=== Set problem ===
Reproduce verbatim the records below, starting with the line containing "I'd love your assistance: please find the dog's head" and continuing through the line containing "[[54, 311, 132, 343]]", both included.

· · ·

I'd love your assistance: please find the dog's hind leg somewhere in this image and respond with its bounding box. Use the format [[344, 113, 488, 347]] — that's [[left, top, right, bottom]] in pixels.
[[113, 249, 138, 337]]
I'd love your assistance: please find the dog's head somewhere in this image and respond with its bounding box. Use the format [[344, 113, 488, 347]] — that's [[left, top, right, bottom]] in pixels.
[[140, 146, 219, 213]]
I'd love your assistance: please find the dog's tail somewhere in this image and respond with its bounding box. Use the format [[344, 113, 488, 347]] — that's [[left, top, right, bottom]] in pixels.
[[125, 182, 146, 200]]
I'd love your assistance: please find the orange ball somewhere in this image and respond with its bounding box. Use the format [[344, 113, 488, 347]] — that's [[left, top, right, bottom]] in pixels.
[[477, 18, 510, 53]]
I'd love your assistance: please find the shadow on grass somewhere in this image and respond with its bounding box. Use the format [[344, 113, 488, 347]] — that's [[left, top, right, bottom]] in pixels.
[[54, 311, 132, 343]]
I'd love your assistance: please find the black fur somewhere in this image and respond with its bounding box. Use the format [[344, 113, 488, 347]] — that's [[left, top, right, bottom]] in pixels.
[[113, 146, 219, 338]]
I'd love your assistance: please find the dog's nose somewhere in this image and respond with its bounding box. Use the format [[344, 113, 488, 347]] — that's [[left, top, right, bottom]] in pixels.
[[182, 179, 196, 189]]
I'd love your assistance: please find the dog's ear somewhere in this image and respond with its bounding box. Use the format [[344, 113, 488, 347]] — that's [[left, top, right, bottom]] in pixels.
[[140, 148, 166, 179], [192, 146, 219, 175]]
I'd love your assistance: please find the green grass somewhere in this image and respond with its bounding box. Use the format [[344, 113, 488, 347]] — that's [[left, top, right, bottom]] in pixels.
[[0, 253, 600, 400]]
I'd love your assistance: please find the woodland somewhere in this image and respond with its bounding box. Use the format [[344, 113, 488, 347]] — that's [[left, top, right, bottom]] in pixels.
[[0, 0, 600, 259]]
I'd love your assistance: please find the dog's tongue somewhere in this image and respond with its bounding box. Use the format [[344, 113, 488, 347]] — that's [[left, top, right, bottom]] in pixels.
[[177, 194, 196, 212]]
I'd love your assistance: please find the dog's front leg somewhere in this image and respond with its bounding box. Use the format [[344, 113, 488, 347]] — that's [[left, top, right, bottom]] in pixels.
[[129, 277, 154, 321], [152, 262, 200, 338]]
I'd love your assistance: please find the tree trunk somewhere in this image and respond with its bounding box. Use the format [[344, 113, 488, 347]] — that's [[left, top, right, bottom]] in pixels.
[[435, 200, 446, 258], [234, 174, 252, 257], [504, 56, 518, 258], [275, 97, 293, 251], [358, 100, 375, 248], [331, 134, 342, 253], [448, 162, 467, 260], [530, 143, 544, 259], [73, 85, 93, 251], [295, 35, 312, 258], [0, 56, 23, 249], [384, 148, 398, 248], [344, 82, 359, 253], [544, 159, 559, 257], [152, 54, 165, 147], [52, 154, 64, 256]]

· · ·

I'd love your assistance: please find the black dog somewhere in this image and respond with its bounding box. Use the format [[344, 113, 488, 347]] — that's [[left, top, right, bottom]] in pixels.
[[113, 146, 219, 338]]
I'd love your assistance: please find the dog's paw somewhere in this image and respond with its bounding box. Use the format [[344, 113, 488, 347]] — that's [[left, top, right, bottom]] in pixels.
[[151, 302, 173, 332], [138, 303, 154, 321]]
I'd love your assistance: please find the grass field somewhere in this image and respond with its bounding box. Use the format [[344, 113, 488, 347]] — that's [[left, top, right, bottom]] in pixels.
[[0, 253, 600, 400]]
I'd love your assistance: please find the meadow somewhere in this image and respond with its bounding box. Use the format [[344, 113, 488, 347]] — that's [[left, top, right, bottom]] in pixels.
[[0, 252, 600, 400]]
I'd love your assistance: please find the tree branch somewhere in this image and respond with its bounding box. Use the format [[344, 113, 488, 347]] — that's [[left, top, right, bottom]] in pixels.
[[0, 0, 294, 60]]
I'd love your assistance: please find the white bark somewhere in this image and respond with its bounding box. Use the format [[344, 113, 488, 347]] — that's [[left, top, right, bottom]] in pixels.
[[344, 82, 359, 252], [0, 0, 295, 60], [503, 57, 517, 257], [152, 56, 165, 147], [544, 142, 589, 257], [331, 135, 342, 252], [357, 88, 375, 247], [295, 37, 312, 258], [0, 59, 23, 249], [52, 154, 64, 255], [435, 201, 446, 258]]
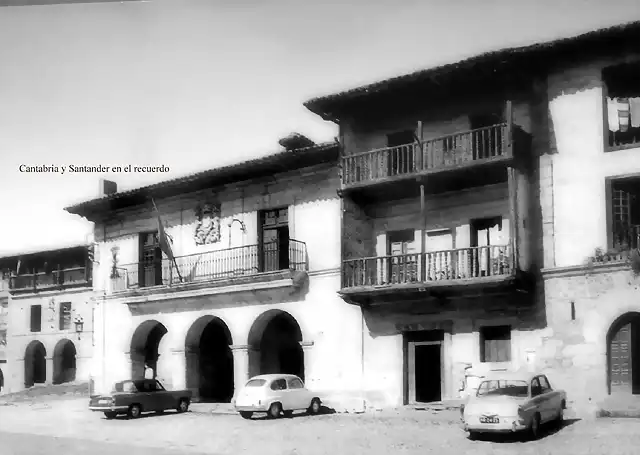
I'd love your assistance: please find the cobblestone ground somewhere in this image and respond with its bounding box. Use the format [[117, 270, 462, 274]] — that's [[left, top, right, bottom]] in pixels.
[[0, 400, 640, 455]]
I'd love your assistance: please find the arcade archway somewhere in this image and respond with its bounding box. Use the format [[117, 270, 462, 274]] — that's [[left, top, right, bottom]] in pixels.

· · ·

=== Result of the task ===
I'd love your assistance: please find the dog's head somewhere in this image and respond with its bounding box. Use the format [[344, 113, 488, 347]] — that's [[left, top, right, bottom]] in pixels.
[[140, 146, 219, 213]]
I'd love your assistance: please find the dog's tail somewhere in this image and respond with its bounding box. Use the format [[344, 113, 488, 347]] — that's [[left, top, right, bottom]] in pixels.
[[125, 182, 146, 200]]
I'd love your assistance: please find the orange ball somewhere in this image and respond with its bounding box. Use the format [[344, 113, 488, 347]] — that's [[left, top, right, bottom]] in pixels.
[[477, 18, 510, 53]]
I'd love your assistance: please find the shadow on grass somewhere in this image and respond with its bounding box. Use the format [[344, 113, 488, 347]] — that's [[left, top, right, bottom]] in pixels.
[[54, 311, 132, 343]]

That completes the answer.